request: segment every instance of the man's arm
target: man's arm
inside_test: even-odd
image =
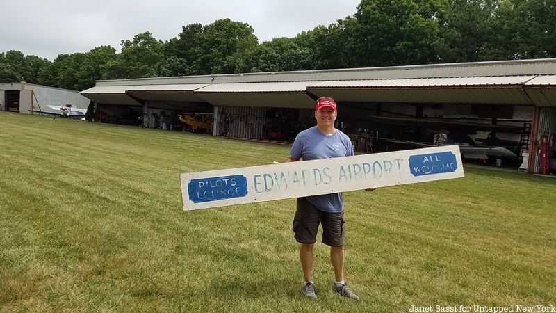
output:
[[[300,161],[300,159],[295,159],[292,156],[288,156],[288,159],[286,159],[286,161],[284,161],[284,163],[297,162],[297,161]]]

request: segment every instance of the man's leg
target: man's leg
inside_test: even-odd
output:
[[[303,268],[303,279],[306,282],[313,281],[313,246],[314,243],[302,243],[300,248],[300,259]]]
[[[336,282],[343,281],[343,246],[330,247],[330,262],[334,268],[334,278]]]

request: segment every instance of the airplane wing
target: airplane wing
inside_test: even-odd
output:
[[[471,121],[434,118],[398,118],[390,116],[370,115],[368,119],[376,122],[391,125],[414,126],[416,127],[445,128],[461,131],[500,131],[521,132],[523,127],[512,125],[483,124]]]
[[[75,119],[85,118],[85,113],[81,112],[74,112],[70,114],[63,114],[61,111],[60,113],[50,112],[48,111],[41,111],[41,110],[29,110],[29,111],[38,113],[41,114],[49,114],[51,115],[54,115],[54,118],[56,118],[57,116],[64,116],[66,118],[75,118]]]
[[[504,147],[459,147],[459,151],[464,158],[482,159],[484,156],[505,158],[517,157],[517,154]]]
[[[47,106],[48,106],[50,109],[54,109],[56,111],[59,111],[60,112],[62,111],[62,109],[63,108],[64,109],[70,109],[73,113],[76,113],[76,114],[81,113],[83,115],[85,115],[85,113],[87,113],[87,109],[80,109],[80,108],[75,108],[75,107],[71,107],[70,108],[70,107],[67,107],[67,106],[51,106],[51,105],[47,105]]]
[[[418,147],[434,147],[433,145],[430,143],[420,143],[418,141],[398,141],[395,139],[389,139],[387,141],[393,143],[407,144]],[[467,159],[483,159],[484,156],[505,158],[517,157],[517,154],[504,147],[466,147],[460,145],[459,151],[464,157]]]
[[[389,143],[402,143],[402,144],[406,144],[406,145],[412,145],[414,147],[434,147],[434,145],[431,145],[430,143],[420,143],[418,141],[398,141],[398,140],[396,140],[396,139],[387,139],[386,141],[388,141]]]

* * * *

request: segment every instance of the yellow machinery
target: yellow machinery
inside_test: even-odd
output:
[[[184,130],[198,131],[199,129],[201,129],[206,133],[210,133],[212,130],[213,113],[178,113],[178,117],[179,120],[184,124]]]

* * * *

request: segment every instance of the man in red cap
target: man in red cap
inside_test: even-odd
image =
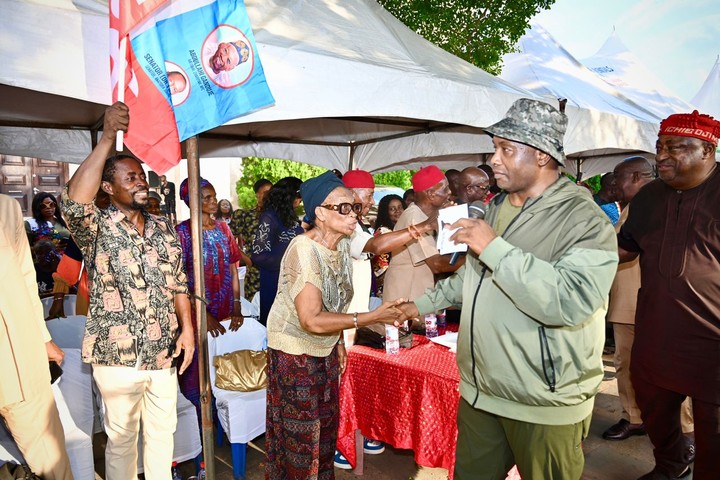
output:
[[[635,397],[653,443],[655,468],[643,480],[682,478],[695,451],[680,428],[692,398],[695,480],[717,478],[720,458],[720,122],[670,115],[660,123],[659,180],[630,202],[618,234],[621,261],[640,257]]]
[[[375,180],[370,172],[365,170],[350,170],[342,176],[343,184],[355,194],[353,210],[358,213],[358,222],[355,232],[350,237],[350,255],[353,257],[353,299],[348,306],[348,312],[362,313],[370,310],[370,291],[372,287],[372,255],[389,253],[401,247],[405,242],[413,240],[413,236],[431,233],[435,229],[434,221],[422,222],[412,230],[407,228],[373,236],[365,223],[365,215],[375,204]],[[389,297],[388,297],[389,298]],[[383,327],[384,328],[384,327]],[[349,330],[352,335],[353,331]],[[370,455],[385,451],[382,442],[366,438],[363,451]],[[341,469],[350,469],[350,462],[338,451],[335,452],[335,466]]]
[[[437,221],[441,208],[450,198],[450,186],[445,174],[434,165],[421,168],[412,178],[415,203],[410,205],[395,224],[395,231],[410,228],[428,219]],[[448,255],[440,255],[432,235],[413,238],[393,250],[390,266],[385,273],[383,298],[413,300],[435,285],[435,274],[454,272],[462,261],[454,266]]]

* * * *

TASK STATEMENT ▸
Pick out every line of the data above that contains the word "wing", and copy each one. Treat case as significant.

WRITTEN ANSWER ▸
request: segment every instance of the airplane wing
target: airplane wing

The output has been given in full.